# Description of the task
I need all the entries repeated exactly as written.

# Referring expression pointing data
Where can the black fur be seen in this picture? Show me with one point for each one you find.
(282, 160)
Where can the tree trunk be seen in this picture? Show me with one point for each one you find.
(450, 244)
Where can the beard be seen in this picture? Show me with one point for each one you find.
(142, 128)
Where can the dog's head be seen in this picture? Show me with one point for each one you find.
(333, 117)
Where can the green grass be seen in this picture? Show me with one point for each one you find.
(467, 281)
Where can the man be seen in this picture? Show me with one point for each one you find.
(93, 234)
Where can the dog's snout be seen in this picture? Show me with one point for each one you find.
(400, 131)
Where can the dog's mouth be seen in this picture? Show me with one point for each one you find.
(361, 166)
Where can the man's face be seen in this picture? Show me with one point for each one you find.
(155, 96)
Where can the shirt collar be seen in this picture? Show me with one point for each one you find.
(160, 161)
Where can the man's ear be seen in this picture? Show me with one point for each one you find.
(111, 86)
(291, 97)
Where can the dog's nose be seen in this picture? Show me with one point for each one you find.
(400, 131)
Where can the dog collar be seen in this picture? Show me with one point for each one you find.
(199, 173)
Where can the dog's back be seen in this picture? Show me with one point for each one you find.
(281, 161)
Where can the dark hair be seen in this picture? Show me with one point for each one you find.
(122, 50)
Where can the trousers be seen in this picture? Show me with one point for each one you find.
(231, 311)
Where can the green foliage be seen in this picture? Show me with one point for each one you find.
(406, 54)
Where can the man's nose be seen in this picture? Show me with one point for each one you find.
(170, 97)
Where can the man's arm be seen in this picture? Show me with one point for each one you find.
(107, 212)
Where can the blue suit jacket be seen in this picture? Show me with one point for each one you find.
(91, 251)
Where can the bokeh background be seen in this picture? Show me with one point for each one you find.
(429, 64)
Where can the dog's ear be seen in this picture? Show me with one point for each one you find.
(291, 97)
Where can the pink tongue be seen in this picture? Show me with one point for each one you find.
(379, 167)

# Exercise result
Where can the black fur be seen in this picture? Show me with one point for each one you find.
(282, 160)
Where can the tree trunk be seen in this picture? Show me with one point for each one you find.
(450, 244)
Where can the beard be seen in this picture? Show me with one point for each one you find.
(142, 128)
Where can the dog's head be seen in this picture? Show me with one point for each one you find.
(333, 117)
Where can the green grass be seen in this picture? Show me with one point for each one you find.
(467, 281)
Where can the man be seen in this picture? Show me with one point for each one you find.
(93, 234)
Where can the dog's snout be seen in this picture? Show me with one point for each one you find.
(400, 131)
Where can the dog's mouth be seen in this picture? Show me with one point for each one you find.
(361, 166)
Where can the man's face be seen in this picture? Show me with one point for each one you find.
(155, 96)
Where can the shirt collar be seen in this picture? Show me with one point for each one you find.
(160, 161)
Where can the man's ear be seen in this picture? Show me with one point for each one you find.
(111, 86)
(291, 97)
Where can the dog's nose be seen in this picture? Show me with one point for each one you find.
(400, 131)
Where can the dog collar be seen in this picture? Show me with one point for each one you find.
(199, 173)
Where can the dog's back be seen in this picture? Show me with one point for each one you find.
(281, 161)
Where can the dark hair be seen in this picture? Show me with one point for each one you find.
(122, 50)
Where can the trousers be seen in this picture? Show me with one point for each one you find.
(231, 311)
Where can the green foliage be seen in this picture? Show me with one point for each one you find.
(406, 54)
Where can the man's nose be seen in this picture? Show me with one point for each one you find.
(170, 97)
Where can the man's arm be seen in this picture? Show me with one point for each one you find.
(107, 212)
Where can the blue suit jacket be seen in this picture? Show me with one point for each one you find.
(91, 251)
Where can the bokeh background be seen in this picture? Show me with one point for each one you find.
(429, 64)
Where can the dog's ear be seen in this picture? Show me with one point for each one you find.
(291, 97)
Where can the pink tongue be seen in this picture? Show me with one point for each one you find.
(379, 167)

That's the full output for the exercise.